Requirements.
Count the lines in the items below that contain the string "person". Reply with the number only.

Dataset items.

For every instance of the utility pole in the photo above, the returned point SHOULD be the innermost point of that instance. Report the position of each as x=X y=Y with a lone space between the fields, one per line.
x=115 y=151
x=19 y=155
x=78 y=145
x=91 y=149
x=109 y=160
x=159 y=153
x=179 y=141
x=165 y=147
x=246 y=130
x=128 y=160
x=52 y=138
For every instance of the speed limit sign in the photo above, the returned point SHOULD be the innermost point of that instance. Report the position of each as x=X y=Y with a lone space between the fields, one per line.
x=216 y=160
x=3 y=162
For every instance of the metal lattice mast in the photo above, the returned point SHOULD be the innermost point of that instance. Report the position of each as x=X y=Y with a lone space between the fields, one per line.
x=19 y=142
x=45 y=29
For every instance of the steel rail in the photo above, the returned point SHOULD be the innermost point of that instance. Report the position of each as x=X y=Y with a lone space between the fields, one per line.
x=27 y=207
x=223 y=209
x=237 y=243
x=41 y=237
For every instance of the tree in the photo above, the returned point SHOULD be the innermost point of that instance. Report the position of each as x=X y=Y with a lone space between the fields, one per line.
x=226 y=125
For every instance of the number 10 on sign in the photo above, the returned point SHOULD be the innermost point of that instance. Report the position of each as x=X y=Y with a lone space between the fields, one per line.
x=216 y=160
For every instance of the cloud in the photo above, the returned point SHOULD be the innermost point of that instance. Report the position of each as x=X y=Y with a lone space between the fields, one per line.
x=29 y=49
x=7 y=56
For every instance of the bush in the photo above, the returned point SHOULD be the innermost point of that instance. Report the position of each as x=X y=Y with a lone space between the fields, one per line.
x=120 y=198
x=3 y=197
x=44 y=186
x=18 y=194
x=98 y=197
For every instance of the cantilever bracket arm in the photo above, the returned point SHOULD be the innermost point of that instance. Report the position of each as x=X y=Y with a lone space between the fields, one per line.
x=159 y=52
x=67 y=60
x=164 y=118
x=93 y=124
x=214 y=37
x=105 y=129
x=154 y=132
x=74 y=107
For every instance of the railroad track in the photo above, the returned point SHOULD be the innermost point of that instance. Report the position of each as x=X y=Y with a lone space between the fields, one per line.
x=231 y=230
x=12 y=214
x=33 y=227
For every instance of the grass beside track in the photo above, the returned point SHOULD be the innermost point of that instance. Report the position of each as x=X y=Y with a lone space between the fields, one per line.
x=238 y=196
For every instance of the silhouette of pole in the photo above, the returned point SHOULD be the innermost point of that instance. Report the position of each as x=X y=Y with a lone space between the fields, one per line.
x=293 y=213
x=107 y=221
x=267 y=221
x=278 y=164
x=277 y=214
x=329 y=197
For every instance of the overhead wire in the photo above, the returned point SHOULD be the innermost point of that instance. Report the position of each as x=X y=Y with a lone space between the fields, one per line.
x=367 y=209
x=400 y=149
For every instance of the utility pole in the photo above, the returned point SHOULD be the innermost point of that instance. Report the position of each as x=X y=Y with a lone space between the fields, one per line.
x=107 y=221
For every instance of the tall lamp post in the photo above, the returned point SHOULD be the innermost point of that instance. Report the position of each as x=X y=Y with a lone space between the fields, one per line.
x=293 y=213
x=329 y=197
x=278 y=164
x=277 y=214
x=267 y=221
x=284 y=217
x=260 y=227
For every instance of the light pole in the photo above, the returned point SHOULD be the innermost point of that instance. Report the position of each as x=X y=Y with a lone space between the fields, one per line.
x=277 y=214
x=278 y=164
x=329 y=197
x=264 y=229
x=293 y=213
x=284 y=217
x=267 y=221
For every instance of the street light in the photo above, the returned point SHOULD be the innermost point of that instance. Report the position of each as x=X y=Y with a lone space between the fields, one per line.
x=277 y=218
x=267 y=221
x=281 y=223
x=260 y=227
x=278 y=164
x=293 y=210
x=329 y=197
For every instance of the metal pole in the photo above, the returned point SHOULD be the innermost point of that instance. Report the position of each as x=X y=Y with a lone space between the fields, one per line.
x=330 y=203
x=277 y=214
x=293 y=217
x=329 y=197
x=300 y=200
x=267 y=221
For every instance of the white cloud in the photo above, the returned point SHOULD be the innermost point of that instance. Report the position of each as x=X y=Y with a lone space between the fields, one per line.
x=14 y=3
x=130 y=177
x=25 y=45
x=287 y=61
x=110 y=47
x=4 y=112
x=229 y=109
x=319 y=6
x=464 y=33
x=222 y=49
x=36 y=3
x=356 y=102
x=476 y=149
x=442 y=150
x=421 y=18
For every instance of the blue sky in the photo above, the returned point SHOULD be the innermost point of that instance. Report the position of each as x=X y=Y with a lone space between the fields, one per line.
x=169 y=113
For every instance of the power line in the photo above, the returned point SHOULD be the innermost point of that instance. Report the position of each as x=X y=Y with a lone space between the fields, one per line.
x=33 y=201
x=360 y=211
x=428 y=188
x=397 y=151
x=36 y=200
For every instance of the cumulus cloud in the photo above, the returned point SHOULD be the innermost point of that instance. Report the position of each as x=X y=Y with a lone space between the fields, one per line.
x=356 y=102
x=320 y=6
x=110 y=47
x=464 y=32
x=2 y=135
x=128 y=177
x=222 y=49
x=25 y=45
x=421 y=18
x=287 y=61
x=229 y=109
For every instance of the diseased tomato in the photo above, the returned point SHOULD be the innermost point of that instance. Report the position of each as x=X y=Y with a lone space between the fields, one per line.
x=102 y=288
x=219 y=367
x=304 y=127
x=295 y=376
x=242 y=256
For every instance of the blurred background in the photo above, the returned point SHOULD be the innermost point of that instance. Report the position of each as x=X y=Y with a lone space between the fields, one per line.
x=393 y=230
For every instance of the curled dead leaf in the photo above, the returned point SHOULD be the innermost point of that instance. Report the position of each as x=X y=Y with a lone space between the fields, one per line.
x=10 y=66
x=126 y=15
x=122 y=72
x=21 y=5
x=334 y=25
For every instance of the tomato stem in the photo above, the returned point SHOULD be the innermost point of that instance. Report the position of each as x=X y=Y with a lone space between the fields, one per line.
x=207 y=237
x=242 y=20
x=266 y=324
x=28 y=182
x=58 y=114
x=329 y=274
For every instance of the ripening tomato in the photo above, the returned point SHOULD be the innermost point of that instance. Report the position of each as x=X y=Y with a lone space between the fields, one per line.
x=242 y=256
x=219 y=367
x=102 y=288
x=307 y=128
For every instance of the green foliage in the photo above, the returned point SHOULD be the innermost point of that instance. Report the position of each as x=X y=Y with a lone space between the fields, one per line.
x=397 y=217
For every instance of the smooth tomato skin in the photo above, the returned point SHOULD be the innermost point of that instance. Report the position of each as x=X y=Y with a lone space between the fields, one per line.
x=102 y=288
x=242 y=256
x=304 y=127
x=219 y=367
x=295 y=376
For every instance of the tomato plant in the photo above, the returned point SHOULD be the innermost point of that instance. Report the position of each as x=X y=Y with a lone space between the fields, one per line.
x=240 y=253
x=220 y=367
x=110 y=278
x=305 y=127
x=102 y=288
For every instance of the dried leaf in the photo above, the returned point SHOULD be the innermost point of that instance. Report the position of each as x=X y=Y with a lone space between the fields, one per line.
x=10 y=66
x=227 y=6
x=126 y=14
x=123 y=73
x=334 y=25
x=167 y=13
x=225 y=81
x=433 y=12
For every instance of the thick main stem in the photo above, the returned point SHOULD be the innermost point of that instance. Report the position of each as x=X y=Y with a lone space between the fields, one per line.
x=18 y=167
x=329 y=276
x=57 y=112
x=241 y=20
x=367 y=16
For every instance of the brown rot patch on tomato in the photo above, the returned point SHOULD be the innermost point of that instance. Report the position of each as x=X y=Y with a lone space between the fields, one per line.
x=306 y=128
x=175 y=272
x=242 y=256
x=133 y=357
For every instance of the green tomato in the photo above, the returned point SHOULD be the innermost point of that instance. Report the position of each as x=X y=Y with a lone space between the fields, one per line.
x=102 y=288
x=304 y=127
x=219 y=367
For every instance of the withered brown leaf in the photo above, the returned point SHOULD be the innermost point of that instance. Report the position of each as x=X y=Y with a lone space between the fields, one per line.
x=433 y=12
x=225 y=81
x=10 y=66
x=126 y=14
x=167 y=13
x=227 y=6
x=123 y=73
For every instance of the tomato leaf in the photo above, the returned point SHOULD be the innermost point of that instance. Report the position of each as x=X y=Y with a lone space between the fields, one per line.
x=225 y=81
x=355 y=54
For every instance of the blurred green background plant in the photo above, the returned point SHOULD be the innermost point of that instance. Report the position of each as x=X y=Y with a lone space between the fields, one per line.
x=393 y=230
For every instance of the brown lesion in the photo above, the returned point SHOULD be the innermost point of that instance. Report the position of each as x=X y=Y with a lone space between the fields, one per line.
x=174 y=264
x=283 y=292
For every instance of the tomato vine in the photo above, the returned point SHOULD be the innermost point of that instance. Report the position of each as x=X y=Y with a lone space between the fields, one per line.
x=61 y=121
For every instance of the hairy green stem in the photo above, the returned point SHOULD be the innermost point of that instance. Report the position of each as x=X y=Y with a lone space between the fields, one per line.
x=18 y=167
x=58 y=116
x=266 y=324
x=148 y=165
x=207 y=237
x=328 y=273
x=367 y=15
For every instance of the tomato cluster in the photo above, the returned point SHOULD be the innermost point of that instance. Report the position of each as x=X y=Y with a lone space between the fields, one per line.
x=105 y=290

--

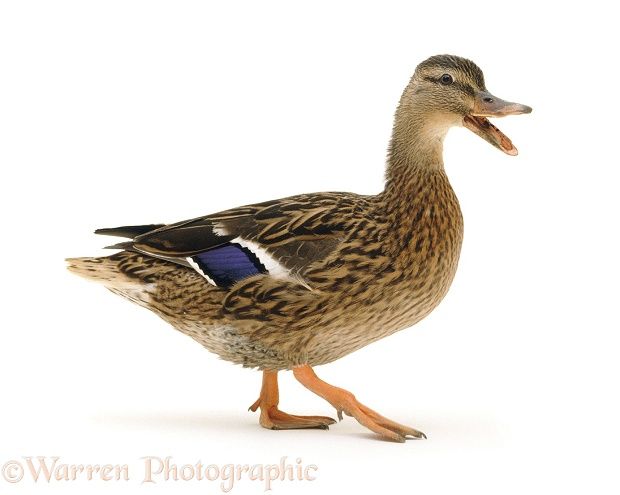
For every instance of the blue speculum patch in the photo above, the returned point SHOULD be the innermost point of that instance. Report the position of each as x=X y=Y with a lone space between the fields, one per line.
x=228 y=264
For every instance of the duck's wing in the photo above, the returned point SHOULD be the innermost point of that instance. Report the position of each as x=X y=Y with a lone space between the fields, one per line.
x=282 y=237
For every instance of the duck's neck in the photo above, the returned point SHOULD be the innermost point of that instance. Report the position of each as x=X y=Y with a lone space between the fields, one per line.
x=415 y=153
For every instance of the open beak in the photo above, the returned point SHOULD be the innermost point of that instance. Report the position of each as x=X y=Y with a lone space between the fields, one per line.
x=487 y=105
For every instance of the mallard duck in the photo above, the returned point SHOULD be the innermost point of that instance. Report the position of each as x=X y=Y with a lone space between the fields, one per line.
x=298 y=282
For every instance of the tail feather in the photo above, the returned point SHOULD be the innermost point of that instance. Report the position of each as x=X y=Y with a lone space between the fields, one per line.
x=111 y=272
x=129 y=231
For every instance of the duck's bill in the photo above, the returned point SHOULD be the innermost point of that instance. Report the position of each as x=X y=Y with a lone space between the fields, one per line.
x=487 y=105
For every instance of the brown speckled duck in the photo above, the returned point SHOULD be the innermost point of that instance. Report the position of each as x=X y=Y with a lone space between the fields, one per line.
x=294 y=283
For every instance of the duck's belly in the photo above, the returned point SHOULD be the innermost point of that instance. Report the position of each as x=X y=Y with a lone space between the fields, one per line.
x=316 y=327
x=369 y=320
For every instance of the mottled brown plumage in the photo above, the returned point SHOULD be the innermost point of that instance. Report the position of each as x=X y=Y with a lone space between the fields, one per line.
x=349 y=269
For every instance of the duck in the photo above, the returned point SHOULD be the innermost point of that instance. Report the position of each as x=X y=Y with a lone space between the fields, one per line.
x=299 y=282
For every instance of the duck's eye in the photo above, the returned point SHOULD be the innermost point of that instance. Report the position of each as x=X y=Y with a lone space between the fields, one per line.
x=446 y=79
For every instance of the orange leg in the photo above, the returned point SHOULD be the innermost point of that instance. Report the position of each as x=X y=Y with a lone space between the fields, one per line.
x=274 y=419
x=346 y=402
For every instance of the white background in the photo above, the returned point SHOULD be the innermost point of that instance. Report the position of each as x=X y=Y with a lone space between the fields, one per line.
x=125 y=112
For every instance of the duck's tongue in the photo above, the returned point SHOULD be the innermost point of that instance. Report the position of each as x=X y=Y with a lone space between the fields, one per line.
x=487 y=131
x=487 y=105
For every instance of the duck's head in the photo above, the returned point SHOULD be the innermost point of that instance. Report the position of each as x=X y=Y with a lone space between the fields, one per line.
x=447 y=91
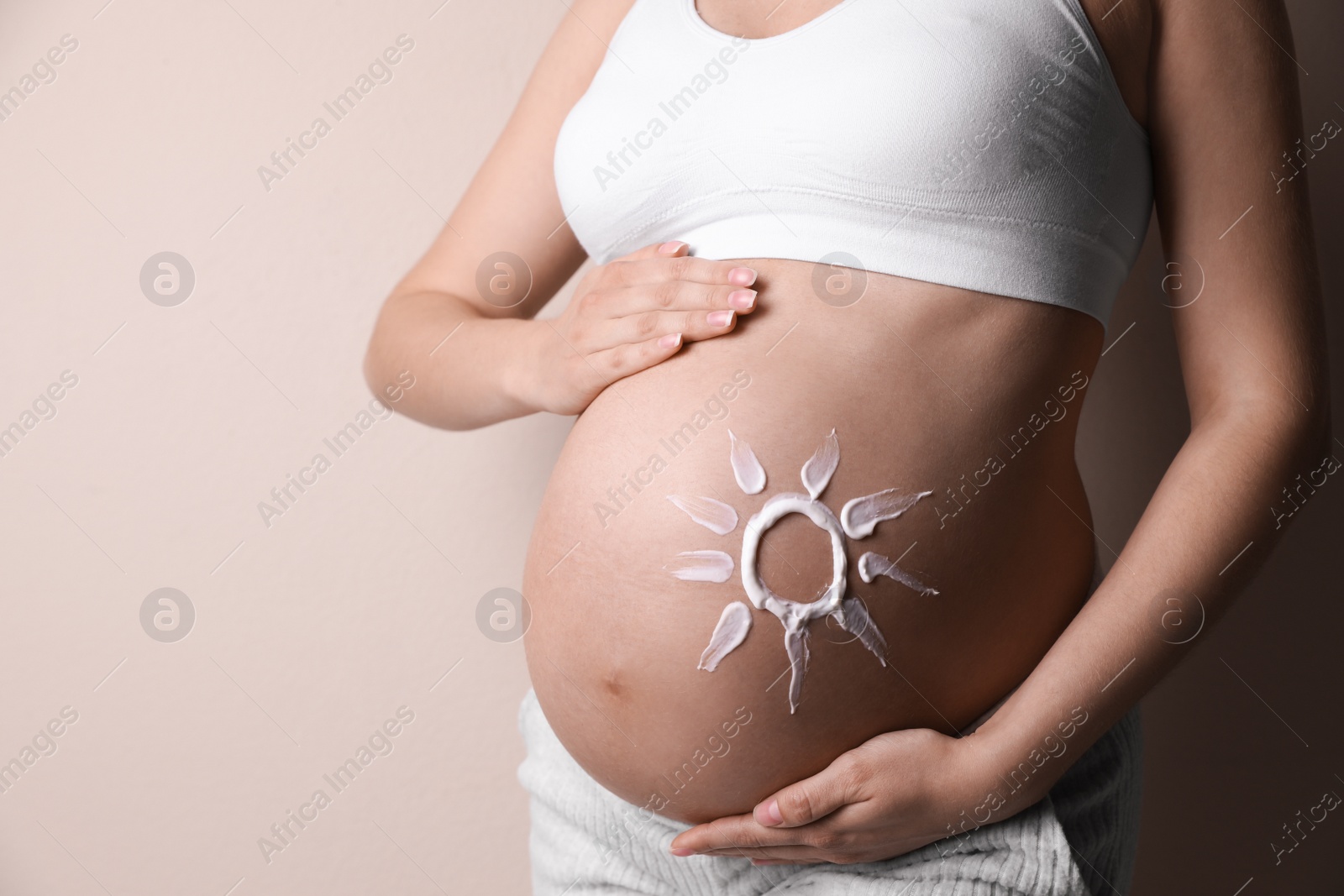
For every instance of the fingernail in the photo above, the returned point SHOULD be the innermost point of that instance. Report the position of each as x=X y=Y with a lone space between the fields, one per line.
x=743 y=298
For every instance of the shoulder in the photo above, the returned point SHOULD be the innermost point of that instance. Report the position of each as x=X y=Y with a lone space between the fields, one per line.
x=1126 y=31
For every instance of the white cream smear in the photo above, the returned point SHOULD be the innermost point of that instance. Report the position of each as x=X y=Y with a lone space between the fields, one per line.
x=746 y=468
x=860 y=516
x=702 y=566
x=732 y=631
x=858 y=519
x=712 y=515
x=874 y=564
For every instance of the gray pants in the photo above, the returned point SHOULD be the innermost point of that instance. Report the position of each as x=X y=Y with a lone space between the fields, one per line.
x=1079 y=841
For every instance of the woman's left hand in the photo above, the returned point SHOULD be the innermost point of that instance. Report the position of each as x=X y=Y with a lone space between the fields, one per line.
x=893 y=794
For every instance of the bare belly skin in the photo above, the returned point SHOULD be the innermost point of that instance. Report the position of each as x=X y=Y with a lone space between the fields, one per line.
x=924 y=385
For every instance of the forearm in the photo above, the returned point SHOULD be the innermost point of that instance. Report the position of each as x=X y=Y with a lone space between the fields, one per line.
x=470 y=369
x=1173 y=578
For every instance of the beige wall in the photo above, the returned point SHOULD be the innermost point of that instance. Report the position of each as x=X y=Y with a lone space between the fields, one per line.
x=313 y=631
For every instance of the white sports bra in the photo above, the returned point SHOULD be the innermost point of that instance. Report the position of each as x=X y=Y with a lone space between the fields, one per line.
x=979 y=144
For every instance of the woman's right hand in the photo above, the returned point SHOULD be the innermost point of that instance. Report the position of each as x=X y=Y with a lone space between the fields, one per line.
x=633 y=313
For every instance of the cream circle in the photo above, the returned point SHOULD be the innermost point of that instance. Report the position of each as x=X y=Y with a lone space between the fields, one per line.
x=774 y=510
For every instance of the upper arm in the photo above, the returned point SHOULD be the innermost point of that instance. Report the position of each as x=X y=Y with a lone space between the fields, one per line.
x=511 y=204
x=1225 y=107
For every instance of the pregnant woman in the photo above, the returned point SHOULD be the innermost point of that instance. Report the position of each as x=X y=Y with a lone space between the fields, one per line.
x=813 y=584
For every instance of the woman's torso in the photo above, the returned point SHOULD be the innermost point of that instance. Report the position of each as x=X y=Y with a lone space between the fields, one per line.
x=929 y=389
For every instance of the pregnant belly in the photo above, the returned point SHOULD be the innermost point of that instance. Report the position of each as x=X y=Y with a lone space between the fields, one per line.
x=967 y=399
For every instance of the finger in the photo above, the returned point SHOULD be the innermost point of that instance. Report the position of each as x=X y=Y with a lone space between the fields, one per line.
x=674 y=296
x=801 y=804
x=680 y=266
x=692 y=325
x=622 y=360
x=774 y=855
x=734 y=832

--

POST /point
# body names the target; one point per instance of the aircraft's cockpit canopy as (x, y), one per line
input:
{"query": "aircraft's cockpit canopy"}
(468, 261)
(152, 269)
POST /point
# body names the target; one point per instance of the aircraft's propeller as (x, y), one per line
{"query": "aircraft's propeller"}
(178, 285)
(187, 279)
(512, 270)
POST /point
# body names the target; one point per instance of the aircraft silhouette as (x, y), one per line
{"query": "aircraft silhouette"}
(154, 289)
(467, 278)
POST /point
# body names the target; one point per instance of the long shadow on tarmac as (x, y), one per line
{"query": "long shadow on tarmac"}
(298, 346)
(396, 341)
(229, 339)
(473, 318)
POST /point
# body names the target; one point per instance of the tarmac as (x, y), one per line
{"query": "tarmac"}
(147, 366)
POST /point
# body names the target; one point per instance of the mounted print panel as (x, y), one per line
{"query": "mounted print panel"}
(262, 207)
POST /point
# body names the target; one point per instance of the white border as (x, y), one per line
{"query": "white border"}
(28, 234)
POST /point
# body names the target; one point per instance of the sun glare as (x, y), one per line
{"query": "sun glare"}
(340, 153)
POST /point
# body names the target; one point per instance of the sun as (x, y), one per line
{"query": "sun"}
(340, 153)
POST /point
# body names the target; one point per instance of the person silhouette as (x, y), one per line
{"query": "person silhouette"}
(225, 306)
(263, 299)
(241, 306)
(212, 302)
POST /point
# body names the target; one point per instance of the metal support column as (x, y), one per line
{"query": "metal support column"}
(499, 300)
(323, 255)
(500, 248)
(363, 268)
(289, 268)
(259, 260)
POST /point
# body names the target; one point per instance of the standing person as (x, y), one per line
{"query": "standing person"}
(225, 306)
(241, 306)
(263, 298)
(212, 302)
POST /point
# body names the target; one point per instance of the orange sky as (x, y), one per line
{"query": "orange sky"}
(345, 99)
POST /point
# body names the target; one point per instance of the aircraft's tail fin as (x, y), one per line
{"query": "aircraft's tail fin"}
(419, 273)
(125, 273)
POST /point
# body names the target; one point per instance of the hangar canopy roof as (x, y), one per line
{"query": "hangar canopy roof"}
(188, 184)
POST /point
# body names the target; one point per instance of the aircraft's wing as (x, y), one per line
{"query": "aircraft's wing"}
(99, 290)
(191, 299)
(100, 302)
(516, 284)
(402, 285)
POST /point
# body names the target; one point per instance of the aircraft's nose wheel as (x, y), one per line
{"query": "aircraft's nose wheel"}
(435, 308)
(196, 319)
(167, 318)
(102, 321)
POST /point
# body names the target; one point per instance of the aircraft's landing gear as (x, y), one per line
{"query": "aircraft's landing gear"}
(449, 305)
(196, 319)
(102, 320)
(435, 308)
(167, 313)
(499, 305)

Result below.
4